<<<<
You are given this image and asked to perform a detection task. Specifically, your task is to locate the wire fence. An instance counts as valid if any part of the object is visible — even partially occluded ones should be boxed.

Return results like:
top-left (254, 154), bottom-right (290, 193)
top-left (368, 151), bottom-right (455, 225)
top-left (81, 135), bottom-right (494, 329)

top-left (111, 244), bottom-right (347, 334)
>>>>
Please recast every one of the records above as a two-column CSV with the headers input and output. Give one row per record, with its text and its answer each in its own quoted field and line breaks replaced by spaces.

input,output
"You are given this image and asked to perform a detection task. Specifically, your task is to locate the wire fence. An instance counts as valid if any part of the object is visible — even partially occluded ones should be boxed. Return results like: top-left (254, 154), bottom-right (290, 193) top-left (368, 151), bottom-right (455, 225) top-left (81, 135), bottom-right (494, 329)","top-left (111, 244), bottom-right (347, 334)"